Could you copy the entries below word for word, starting with the first line and stopping after the line that contains "<point>98,137</point>"?
▬▬▬
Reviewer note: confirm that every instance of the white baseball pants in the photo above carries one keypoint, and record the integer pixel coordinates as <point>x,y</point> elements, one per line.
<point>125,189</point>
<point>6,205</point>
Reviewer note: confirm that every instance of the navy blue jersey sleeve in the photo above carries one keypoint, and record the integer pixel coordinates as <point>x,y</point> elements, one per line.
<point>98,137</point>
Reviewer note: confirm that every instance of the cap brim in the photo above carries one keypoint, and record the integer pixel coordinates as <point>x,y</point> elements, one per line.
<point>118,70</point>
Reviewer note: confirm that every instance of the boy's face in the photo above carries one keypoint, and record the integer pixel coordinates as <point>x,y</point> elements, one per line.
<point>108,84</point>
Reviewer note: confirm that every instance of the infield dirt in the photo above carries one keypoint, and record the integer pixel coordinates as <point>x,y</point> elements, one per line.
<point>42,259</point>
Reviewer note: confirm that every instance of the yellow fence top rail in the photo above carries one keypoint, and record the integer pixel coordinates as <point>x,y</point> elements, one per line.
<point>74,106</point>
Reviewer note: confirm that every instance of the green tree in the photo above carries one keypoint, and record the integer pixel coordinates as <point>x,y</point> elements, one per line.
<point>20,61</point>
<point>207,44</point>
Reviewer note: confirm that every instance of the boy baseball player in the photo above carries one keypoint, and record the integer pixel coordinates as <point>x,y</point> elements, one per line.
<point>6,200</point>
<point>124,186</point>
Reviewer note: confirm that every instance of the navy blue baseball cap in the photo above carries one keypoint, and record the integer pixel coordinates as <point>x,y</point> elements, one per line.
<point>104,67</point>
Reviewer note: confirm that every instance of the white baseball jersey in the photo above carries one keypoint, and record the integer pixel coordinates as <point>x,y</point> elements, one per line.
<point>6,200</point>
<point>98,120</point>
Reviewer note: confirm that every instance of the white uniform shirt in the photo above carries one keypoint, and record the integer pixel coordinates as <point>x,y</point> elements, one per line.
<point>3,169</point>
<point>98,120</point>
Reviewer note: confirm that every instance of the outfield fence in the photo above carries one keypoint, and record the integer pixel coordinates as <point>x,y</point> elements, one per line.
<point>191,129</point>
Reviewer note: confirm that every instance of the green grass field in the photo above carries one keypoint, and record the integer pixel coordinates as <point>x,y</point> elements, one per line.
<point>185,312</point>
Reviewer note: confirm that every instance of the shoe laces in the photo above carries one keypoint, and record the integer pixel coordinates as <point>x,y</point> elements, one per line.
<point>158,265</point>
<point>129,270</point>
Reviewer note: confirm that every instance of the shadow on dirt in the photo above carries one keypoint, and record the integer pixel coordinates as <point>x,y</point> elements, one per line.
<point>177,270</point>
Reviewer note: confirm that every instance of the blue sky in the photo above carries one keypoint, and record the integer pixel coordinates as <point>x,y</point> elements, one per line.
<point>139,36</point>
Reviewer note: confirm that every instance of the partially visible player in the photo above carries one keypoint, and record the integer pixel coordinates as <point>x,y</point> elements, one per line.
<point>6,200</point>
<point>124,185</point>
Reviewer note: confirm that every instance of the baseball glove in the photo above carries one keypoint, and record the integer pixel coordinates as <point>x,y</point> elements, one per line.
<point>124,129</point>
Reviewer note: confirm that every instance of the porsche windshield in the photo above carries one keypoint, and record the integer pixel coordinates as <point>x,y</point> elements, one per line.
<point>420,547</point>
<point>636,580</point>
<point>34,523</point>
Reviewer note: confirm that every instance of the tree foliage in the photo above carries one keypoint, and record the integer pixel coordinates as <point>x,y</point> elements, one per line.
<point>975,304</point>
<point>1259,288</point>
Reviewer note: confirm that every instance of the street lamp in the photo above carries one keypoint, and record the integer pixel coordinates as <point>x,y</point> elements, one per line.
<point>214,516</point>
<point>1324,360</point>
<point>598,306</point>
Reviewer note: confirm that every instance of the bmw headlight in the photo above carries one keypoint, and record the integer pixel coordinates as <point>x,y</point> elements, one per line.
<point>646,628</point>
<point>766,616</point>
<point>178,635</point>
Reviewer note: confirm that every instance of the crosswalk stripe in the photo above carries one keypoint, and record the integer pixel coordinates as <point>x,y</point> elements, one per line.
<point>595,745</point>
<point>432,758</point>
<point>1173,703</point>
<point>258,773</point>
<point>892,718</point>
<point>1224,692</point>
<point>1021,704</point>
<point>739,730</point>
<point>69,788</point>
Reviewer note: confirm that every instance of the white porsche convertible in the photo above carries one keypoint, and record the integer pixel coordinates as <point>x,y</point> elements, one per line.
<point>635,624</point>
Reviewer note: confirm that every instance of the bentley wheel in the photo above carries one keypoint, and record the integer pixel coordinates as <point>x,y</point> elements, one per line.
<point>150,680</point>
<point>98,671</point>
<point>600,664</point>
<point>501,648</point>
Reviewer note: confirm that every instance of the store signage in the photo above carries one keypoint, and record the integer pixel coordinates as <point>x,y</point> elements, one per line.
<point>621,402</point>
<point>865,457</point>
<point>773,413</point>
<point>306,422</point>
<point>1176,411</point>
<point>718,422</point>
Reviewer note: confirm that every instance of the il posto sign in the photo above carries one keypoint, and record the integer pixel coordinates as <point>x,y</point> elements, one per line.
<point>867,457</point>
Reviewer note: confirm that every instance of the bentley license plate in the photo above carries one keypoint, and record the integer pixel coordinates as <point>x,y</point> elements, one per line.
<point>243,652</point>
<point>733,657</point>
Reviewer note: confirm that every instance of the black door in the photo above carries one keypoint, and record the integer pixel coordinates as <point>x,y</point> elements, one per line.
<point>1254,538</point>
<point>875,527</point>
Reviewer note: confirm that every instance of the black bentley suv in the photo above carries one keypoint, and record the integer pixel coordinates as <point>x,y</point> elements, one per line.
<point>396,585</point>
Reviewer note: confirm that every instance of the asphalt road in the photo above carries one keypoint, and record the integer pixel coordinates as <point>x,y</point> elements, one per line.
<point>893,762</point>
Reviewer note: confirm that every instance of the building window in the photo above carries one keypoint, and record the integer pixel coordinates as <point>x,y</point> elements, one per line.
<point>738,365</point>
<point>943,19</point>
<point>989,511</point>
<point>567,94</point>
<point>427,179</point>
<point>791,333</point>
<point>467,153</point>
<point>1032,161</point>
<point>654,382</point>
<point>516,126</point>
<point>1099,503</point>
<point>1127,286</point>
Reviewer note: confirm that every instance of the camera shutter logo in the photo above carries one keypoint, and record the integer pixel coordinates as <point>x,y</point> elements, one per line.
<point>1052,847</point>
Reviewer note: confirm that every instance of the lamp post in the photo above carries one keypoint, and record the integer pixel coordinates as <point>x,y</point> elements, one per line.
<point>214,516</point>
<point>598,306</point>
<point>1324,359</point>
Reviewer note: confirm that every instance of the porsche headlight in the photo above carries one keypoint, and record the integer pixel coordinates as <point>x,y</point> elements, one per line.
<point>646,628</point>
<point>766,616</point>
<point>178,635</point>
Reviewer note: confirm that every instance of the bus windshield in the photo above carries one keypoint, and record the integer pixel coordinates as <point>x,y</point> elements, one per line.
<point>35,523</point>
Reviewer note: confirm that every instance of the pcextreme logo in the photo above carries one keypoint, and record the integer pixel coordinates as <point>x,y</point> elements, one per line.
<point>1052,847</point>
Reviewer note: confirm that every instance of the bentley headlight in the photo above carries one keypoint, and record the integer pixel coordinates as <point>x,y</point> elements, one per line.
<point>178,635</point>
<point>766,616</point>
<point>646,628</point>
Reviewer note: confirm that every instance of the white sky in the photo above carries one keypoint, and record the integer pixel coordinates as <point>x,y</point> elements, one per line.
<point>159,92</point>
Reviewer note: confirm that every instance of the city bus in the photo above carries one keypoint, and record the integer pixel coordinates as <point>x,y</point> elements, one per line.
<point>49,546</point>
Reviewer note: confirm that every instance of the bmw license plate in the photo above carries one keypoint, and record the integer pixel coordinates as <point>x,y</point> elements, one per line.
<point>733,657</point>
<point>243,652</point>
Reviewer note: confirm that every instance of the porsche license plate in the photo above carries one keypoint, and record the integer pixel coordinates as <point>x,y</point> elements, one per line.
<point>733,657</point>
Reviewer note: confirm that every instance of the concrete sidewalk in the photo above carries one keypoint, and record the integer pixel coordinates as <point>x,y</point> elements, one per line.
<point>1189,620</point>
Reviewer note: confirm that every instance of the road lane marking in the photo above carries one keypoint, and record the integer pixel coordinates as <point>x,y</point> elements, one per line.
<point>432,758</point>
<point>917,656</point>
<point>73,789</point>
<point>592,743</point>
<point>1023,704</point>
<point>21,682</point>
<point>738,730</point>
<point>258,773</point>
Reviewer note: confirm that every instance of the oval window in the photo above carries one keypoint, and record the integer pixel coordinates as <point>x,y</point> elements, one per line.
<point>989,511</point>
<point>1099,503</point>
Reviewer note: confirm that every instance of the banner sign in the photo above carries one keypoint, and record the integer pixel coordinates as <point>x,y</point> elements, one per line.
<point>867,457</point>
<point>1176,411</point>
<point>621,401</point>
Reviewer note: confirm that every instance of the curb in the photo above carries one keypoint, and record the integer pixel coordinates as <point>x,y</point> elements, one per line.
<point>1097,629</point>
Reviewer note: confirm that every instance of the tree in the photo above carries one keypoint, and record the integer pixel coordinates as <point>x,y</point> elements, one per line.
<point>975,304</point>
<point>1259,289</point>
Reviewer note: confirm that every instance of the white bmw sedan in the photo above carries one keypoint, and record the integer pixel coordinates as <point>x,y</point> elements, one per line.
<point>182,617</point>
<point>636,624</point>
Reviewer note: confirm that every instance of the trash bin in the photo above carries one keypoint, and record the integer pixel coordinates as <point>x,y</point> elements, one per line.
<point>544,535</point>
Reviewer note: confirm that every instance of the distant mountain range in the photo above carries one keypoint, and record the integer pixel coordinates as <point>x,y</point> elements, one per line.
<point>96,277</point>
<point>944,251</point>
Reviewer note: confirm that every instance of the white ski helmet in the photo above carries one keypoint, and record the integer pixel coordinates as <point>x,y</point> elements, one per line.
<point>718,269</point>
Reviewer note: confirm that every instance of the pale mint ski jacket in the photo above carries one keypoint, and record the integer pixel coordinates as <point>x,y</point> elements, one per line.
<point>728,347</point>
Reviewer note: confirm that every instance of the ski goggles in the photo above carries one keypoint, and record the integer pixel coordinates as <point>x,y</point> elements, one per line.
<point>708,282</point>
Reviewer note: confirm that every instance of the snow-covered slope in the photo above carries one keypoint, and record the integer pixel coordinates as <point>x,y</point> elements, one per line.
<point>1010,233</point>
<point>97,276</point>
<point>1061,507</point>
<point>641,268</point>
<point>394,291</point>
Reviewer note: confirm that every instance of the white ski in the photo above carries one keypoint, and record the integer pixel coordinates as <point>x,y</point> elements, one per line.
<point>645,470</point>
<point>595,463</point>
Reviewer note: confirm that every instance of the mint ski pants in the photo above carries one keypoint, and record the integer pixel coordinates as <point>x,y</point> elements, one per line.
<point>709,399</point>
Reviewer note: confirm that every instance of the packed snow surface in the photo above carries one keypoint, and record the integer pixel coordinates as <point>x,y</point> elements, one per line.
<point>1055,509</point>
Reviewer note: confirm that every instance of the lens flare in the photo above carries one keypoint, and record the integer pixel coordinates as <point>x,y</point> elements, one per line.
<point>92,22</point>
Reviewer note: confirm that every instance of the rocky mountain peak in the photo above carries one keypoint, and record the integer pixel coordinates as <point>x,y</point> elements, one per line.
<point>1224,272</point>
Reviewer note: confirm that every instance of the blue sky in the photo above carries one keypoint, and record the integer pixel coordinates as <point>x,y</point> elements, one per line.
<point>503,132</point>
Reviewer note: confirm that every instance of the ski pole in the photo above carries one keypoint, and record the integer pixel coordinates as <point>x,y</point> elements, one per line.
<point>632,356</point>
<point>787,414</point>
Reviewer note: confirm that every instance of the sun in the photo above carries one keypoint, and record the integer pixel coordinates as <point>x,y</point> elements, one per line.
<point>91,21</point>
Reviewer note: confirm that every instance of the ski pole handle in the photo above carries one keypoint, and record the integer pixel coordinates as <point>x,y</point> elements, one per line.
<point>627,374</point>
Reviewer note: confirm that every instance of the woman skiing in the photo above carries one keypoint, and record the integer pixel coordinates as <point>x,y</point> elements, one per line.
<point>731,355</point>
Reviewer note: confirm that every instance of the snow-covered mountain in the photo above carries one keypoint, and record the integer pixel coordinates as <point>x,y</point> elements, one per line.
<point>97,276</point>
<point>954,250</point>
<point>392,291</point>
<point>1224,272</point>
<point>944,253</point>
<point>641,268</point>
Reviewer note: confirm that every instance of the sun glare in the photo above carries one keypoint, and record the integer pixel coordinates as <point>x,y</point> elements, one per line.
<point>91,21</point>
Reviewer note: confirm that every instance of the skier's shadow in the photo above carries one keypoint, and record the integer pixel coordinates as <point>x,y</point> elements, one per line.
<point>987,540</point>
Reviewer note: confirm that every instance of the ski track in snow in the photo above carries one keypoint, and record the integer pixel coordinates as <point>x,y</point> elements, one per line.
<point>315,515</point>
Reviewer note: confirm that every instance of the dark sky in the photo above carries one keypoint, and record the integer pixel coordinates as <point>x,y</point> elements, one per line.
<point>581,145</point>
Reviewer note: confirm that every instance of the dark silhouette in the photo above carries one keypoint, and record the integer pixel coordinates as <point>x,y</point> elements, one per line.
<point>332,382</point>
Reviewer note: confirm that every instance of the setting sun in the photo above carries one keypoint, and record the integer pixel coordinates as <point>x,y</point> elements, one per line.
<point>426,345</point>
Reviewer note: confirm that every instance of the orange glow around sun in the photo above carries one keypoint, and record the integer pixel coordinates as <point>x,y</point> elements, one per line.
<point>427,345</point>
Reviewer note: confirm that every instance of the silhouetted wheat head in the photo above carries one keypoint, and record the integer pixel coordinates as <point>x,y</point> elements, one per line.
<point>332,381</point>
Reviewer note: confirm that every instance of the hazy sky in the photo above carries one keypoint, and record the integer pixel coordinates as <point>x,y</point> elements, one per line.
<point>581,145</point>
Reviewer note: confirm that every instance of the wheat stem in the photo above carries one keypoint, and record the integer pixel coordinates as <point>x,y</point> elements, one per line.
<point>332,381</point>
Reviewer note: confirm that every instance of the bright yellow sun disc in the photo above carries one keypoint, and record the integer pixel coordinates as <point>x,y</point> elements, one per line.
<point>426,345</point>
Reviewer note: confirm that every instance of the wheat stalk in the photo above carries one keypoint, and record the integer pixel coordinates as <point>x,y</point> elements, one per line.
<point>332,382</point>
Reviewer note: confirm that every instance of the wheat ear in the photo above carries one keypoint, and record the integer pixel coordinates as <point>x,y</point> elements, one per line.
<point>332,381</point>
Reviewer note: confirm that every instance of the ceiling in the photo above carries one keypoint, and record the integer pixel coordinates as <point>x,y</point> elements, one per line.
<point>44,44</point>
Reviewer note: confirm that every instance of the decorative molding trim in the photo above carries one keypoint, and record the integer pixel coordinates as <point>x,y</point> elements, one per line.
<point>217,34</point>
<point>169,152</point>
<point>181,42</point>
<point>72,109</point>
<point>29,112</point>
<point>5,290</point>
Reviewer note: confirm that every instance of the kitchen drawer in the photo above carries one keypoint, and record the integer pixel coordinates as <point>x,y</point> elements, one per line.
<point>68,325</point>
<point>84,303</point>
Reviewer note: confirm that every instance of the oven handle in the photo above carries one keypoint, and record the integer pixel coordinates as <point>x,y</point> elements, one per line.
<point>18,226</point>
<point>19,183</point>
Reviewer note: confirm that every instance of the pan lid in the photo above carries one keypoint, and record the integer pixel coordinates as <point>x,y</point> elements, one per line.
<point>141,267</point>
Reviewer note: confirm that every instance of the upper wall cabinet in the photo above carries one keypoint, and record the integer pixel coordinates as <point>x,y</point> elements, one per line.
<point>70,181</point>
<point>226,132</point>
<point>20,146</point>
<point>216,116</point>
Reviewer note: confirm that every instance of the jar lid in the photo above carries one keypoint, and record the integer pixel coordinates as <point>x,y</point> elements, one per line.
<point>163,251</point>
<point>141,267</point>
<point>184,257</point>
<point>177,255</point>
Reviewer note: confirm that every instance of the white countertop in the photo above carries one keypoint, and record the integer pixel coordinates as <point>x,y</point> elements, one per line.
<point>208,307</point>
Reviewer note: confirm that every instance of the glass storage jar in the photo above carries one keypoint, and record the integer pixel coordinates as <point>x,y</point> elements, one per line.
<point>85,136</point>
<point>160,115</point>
▬▬▬
### Output for this task
Reviewer note: confirm that every instance of the white baseball pants in the photo above carries one keypoint, and record the integer pixel coordinates as <point>x,y</point> elements, one per line.
<point>125,189</point>
<point>6,205</point>
Reviewer note: confirm that every instance of the navy blue jersey sleeve in the photo above carries one keypoint, and record the integer pixel coordinates as <point>x,y</point> elements, one per line.
<point>98,137</point>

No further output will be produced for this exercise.